◆ **What the task asks**: Beginning with the line containing "Check that every instance of the framed" and ending with the last line, repeat the records exactly.

Pointing and labeling entries
[START]

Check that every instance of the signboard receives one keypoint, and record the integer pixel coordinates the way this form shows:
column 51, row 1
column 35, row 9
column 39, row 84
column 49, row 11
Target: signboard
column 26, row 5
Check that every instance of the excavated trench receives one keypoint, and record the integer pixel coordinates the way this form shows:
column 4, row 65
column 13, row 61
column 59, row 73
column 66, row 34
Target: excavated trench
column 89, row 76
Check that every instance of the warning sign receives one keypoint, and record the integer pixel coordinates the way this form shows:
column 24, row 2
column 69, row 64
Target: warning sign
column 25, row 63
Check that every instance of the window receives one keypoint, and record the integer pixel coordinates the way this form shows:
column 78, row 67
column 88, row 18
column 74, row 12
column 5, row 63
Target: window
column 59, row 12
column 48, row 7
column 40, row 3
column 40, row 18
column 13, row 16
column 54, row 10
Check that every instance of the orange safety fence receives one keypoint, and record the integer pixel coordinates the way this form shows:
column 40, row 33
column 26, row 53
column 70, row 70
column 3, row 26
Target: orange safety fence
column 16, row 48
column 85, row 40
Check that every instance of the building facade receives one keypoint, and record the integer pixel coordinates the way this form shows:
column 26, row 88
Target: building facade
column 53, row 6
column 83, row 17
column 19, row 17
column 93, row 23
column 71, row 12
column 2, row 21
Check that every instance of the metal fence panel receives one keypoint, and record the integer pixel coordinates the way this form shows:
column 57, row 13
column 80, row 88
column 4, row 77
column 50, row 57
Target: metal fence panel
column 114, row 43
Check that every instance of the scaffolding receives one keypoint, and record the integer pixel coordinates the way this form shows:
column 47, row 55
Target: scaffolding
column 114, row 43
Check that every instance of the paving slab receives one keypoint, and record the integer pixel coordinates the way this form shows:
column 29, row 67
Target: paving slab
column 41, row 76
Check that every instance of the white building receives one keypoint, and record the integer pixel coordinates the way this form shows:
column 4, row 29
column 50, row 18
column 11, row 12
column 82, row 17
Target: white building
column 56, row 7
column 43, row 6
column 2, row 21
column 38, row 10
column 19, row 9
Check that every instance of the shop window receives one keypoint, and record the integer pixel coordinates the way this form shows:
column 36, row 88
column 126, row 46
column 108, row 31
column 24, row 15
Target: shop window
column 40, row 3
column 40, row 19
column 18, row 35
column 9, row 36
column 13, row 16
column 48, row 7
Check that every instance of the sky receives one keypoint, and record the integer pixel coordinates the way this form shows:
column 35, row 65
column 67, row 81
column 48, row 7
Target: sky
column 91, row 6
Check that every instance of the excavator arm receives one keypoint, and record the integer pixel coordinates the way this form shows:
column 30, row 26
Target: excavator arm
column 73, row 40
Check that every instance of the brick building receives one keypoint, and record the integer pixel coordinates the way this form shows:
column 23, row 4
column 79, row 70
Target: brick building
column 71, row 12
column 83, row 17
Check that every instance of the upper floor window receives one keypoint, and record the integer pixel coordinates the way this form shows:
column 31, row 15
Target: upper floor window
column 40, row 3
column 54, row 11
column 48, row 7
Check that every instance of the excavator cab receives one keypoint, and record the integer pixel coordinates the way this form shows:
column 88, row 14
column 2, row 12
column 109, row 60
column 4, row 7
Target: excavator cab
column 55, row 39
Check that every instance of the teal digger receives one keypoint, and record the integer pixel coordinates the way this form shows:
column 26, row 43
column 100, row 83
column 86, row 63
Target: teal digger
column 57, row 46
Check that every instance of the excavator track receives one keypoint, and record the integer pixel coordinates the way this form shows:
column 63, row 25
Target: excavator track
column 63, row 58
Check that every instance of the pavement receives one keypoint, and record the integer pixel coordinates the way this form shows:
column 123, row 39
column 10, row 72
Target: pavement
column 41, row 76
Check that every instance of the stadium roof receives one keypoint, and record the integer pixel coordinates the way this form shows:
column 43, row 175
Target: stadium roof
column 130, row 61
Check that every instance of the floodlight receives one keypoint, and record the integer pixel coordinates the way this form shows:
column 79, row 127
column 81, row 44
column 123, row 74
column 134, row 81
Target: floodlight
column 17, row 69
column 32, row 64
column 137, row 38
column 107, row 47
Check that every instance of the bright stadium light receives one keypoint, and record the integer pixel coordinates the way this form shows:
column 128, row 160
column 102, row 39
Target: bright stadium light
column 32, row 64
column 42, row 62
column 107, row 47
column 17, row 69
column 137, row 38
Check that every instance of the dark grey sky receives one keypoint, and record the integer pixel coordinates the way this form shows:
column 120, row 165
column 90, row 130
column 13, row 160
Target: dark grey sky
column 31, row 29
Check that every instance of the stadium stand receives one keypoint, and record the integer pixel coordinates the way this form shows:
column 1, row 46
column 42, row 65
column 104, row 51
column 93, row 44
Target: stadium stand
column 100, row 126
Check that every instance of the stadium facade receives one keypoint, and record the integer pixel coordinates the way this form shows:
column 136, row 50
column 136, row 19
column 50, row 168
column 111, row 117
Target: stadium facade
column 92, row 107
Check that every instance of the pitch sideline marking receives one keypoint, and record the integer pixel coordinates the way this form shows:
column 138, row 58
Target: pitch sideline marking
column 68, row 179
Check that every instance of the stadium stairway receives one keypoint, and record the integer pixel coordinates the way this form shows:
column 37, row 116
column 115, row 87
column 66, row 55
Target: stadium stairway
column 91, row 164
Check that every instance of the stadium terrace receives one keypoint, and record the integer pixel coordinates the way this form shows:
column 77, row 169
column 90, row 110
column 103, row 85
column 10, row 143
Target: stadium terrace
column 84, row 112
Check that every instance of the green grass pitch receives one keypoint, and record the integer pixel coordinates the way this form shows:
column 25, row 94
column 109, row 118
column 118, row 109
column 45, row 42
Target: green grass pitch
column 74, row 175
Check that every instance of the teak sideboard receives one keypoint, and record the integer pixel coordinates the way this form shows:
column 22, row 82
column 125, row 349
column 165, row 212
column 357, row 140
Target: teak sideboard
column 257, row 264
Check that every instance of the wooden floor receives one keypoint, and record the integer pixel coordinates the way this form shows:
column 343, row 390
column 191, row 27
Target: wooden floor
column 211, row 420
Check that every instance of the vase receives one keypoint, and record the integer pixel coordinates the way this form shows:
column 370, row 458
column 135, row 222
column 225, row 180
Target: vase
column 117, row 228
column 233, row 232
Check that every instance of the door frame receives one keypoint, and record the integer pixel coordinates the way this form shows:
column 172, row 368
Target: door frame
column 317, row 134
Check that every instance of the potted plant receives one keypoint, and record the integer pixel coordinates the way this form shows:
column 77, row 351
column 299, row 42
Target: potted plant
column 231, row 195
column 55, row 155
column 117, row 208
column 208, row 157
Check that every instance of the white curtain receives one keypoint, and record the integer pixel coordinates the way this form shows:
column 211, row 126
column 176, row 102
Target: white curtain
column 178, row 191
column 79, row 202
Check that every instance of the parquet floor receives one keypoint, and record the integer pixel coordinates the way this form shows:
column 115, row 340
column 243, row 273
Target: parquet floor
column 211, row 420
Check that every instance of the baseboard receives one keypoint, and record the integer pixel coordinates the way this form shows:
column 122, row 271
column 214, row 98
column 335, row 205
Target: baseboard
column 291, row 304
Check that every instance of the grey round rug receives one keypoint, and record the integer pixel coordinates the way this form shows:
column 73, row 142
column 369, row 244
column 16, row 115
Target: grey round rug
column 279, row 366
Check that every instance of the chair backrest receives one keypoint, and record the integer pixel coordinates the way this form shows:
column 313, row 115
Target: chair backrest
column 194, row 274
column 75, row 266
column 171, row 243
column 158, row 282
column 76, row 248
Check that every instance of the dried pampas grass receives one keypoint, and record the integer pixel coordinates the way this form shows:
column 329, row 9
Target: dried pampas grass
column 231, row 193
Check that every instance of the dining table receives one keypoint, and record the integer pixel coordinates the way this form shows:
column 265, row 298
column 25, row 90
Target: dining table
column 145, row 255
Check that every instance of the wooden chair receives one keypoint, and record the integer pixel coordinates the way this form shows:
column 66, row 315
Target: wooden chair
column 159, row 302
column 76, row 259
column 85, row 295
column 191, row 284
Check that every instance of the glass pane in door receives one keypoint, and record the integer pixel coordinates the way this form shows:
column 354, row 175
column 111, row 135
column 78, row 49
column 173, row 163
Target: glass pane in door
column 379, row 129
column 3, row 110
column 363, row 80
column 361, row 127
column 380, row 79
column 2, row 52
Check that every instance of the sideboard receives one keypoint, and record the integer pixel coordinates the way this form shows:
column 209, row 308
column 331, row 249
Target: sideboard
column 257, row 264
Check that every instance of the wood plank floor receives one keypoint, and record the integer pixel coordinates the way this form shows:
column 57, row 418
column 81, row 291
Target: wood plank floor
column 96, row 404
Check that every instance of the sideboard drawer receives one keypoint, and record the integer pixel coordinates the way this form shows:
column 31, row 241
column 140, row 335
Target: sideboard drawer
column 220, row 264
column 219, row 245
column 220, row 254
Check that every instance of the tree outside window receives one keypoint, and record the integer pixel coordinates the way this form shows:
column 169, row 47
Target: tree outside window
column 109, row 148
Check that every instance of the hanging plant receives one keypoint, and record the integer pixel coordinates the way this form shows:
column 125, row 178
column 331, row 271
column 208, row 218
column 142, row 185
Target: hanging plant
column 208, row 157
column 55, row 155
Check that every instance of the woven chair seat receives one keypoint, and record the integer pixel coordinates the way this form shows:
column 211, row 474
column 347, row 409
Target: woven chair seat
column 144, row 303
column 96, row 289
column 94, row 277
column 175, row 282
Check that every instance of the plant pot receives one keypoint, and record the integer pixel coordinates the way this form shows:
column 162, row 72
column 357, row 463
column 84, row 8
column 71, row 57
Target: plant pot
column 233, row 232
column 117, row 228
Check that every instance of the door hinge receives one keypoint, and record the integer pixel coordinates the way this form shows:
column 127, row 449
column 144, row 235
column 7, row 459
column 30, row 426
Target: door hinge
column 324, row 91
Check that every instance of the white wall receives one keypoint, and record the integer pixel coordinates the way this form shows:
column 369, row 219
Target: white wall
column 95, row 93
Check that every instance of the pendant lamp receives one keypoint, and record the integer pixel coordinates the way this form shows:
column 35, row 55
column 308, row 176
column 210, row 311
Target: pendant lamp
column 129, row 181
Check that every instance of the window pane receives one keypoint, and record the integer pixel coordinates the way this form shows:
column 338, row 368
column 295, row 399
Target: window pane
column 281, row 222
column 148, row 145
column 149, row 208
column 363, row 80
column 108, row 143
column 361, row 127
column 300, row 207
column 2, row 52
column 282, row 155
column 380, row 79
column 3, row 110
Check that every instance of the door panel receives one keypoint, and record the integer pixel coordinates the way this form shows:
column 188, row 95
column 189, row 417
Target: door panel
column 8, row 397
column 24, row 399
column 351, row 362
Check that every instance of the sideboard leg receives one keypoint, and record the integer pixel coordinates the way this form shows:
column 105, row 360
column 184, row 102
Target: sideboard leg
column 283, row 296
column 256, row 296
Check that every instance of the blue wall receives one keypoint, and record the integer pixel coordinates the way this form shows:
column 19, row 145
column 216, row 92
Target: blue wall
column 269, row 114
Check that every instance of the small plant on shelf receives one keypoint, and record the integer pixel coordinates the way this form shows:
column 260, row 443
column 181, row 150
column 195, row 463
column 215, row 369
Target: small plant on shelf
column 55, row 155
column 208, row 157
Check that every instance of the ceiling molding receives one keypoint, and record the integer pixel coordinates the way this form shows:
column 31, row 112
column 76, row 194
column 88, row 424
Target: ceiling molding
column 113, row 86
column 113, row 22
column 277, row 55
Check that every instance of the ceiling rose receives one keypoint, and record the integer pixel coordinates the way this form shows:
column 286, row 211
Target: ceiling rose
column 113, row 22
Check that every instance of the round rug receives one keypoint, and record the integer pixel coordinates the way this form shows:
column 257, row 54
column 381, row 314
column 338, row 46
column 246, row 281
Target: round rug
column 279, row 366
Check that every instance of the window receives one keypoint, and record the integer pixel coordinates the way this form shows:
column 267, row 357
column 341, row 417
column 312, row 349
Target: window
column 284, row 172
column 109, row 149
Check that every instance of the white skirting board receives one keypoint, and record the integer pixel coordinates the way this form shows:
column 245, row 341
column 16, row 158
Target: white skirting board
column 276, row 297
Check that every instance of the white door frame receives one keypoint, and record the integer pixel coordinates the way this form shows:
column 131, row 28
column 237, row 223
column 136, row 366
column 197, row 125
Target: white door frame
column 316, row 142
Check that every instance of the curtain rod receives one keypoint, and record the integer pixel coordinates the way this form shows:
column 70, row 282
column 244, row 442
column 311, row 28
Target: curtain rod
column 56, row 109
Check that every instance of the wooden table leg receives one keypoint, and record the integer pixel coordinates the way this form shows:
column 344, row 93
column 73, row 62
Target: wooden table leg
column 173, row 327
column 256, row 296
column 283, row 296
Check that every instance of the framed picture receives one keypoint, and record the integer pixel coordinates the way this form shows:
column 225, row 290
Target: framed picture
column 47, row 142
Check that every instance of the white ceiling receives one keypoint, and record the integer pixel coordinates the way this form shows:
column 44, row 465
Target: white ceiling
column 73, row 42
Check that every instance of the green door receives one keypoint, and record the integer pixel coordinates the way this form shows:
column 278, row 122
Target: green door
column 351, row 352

[END]

◆ **Task result**:
Check that every instance of the framed picture receives one keypoint, and record the integer pixel coordinates the way this form shows:
column 225, row 290
Target: framed picture
column 47, row 142
Check that every instance of the white ceiling receives one keypoint, and record the integer pixel coordinates the way this form shows:
column 44, row 465
Target: white ceiling
column 73, row 42
Check that every instance of the green door receives one keypoint, and record the integer pixel coordinates the way this form shows:
column 278, row 122
Target: green door
column 351, row 352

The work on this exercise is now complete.